# Assignment:
All entries are to be transcribed exactly. Pictures are not part of the copy.

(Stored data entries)
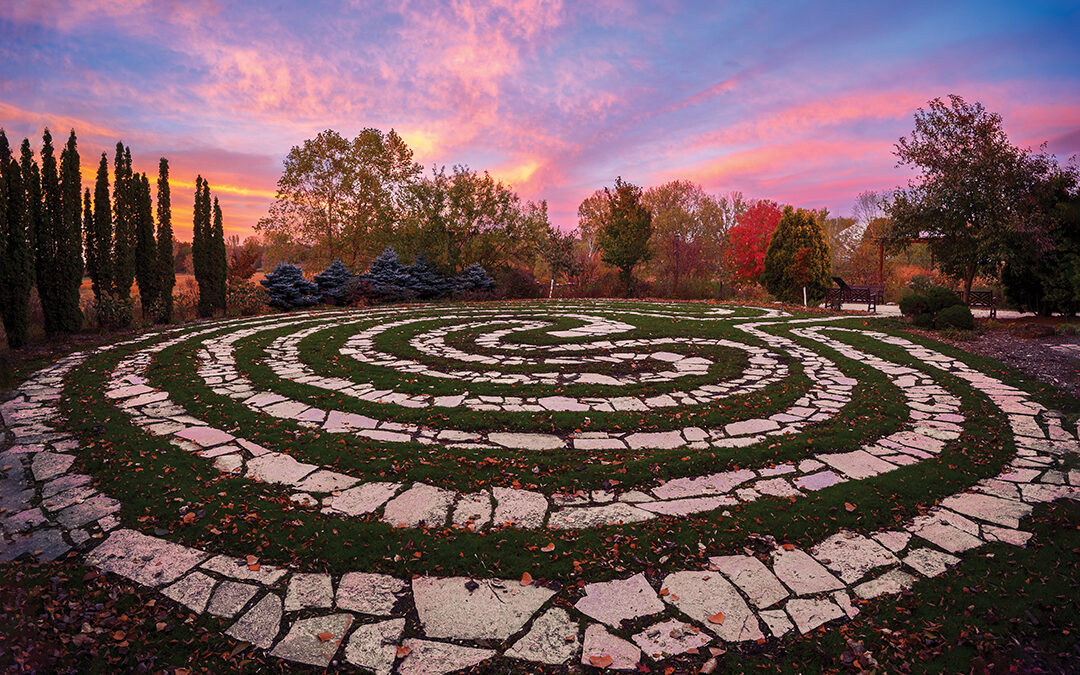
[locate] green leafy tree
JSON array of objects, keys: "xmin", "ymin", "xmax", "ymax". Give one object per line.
[
  {"xmin": 135, "ymin": 172, "xmax": 159, "ymax": 316},
  {"xmin": 0, "ymin": 130, "xmax": 33, "ymax": 348},
  {"xmin": 87, "ymin": 152, "xmax": 114, "ymax": 299},
  {"xmin": 256, "ymin": 128, "xmax": 421, "ymax": 267},
  {"xmin": 762, "ymin": 206, "xmax": 832, "ymax": 304},
  {"xmin": 112, "ymin": 144, "xmax": 136, "ymax": 301},
  {"xmin": 57, "ymin": 130, "xmax": 83, "ymax": 331},
  {"xmin": 598, "ymin": 176, "xmax": 652, "ymax": 296},
  {"xmin": 156, "ymin": 158, "xmax": 174, "ymax": 322},
  {"xmin": 889, "ymin": 95, "xmax": 1064, "ymax": 300}
]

# Your solution:
[locate] green leafy tree
JSON array of objects, keys: "xmin", "ymin", "xmax", "ymax". Give one object per line.
[
  {"xmin": 135, "ymin": 172, "xmax": 159, "ymax": 316},
  {"xmin": 0, "ymin": 130, "xmax": 33, "ymax": 348},
  {"xmin": 87, "ymin": 152, "xmax": 114, "ymax": 299},
  {"xmin": 256, "ymin": 128, "xmax": 421, "ymax": 267},
  {"xmin": 762, "ymin": 206, "xmax": 832, "ymax": 304},
  {"xmin": 112, "ymin": 144, "xmax": 136, "ymax": 301},
  {"xmin": 57, "ymin": 130, "xmax": 83, "ymax": 331},
  {"xmin": 598, "ymin": 176, "xmax": 652, "ymax": 296},
  {"xmin": 156, "ymin": 158, "xmax": 174, "ymax": 322},
  {"xmin": 889, "ymin": 95, "xmax": 1064, "ymax": 300}
]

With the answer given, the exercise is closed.